Challenge → Rewrite these rows with every "cookie cup" changed to "pastry shell" and nothing else altered. Leave out the pictures.
+++ Records for this task +++
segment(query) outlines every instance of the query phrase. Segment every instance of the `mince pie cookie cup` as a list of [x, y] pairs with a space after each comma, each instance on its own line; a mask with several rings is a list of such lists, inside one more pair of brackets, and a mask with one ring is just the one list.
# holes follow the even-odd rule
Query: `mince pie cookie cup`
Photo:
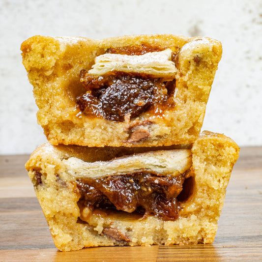
[[21, 50], [50, 143], [136, 147], [197, 139], [222, 52], [171, 34], [36, 36]]
[[183, 146], [46, 143], [26, 167], [60, 250], [210, 243], [238, 152], [205, 131]]

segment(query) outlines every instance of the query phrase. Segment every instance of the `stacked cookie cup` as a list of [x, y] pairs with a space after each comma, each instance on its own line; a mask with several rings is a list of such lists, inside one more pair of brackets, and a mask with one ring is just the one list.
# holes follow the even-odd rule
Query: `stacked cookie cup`
[[36, 36], [21, 50], [48, 140], [26, 168], [57, 248], [212, 243], [239, 152], [200, 133], [221, 43]]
+++
Result for this exercise →
segment(query) outlines every instance of the query phrase. Segment every instance of the `mince pie pastry shell` as a list of [x, y] pairs with a space after each comma, each instance on its own line; a mask with several rings is a list of such lists, inside one more pair of brackets, and a mask with one ring is just the one list.
# holes follow the even-odd rule
Query: `mince pie pastry shell`
Photo:
[[21, 50], [50, 143], [136, 147], [197, 139], [222, 52], [171, 34], [36, 36]]
[[183, 146], [46, 143], [26, 167], [60, 250], [210, 243], [238, 152], [205, 131]]

segment(query) outlines every instance of the query phrase. Segment every instance of the `stacked pastry shell` as a list of [x, y] pairs with a space after each comma, each instance on its own line; a mask with several rings is a list of such lists, inside one more pair of brackets, and a mask with one ring is just the one list.
# holes follow the even-odd rule
Query: `stacked pastry shell`
[[36, 36], [21, 50], [48, 140], [26, 168], [57, 248], [212, 243], [239, 152], [200, 133], [221, 43]]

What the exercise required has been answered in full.